* Task goal
Copy word for word the stretch of the entries below from the line containing "In this exercise you will mark the green grass" through the last entry, both ends included.

* Records to process

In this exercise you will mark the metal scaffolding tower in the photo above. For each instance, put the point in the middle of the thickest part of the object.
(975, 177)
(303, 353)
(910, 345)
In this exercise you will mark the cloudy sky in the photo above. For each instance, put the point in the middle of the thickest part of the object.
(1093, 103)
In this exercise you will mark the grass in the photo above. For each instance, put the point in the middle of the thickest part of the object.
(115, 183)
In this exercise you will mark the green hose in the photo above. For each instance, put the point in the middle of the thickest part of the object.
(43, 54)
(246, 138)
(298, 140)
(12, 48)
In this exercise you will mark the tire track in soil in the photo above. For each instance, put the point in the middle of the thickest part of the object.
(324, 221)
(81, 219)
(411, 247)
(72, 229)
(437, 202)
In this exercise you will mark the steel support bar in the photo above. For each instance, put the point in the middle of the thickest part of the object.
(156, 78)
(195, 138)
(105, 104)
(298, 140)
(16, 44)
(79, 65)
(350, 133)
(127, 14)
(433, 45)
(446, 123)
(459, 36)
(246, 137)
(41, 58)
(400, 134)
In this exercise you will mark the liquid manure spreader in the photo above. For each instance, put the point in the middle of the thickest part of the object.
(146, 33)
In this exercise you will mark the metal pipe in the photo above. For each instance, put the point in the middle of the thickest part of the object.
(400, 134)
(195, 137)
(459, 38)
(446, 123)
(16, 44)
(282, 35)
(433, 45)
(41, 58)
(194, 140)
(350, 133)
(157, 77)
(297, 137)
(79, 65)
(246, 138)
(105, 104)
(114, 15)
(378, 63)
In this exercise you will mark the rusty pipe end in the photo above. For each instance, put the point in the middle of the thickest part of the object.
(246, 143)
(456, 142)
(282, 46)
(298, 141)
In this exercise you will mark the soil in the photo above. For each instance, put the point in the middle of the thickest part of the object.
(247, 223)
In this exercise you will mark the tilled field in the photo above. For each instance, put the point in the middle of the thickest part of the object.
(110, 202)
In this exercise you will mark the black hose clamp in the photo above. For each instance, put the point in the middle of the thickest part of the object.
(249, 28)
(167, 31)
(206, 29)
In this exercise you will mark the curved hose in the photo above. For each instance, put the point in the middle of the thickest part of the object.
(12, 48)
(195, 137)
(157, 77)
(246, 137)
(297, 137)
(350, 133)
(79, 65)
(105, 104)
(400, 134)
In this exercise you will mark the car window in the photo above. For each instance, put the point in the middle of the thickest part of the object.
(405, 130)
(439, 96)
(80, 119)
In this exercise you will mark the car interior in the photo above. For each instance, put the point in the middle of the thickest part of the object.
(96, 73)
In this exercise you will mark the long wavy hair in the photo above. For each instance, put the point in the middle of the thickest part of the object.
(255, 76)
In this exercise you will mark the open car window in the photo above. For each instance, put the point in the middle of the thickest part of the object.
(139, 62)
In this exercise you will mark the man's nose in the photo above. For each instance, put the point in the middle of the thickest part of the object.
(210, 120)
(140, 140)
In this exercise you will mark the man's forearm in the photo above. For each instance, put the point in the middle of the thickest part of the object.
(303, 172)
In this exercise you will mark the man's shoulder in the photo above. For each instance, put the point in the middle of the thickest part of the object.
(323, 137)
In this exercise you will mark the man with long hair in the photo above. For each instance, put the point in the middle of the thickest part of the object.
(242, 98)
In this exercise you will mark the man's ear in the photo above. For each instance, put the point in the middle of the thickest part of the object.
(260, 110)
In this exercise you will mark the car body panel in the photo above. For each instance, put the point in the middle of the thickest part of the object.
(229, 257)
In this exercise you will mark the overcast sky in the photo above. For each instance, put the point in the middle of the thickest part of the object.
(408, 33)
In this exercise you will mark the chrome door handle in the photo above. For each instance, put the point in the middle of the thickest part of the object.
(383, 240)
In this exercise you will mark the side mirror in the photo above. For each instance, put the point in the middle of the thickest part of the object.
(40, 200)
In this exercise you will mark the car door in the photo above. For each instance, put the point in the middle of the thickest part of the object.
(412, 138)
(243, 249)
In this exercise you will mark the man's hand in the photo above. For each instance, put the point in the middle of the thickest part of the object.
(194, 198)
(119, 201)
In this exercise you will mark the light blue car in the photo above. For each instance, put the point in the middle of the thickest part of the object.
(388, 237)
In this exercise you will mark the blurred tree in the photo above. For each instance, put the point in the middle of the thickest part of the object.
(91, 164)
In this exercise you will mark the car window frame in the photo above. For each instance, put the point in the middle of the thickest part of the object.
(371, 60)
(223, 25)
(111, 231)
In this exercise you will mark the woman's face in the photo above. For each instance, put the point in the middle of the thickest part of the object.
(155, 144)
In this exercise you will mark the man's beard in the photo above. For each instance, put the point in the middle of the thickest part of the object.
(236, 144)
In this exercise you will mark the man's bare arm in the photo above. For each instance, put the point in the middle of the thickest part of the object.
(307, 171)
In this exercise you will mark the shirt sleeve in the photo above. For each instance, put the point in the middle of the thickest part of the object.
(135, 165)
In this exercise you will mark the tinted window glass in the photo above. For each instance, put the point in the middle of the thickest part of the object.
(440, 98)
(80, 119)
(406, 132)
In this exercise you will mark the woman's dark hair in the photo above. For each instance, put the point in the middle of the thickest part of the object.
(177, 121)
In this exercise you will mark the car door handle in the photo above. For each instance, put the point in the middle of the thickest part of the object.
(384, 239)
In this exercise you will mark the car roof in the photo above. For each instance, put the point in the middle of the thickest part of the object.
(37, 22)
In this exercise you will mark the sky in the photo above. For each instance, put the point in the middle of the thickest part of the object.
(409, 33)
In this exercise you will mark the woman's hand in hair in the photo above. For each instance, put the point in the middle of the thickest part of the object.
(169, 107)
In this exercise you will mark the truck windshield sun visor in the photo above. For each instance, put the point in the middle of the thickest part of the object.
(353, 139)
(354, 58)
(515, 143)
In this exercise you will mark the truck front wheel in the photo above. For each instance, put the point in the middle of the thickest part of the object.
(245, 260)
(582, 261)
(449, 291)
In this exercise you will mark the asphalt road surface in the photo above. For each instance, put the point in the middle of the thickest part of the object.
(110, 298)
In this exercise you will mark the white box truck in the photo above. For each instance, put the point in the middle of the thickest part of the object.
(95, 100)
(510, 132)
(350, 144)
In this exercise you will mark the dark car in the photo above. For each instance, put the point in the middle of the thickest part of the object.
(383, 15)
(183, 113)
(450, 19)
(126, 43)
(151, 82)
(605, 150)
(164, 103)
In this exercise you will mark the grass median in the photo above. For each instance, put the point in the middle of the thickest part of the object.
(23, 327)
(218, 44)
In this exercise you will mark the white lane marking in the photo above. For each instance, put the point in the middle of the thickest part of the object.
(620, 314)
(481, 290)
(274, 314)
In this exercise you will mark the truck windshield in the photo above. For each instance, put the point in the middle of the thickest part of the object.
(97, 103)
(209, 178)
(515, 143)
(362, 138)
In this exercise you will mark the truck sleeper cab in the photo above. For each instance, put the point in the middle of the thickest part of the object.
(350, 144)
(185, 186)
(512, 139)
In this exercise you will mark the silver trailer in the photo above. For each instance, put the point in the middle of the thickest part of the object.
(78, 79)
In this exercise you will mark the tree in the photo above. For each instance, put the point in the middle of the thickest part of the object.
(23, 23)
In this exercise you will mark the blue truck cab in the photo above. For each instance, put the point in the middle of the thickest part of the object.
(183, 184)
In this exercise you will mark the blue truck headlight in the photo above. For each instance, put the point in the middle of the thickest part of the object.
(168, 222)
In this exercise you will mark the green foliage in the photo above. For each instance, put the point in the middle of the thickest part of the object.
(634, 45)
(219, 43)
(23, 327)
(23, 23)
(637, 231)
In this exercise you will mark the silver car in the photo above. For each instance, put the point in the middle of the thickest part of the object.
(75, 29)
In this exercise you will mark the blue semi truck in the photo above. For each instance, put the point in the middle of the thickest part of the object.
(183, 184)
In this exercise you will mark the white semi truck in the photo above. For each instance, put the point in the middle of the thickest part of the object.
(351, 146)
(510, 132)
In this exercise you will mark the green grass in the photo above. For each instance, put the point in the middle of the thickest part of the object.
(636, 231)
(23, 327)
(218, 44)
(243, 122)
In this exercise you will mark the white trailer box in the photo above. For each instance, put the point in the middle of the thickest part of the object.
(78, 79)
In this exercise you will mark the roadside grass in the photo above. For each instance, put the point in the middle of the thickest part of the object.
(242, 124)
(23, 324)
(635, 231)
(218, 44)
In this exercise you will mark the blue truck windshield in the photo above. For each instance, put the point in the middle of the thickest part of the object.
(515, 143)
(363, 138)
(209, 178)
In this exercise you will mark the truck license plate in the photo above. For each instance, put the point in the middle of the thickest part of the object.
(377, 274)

* Solution to the exercise
In this exercise you will mark the green grass in the photo above. For each instance, put the point in the middle of the thickest part of the object.
(636, 231)
(23, 327)
(218, 44)
(243, 122)
In this exercise you will mark the white trailer box in the photo above. For each instance, put the point in the middle of the thickest part of the object.
(78, 79)
In this exercise you will mark the roadside grass in the photo above. For each instance, put the point in the middle of the thickest part of the object.
(242, 124)
(23, 324)
(635, 231)
(218, 44)
In this exercise you will mark the blue truck windshield in the photo above. For each instance, put the point in the middle of the thickest part of the object.
(515, 143)
(363, 138)
(209, 178)
In this exercise you will mark the truck license plate in the photo above. For each instance, put the point in the middle of the thickest part of the object.
(377, 274)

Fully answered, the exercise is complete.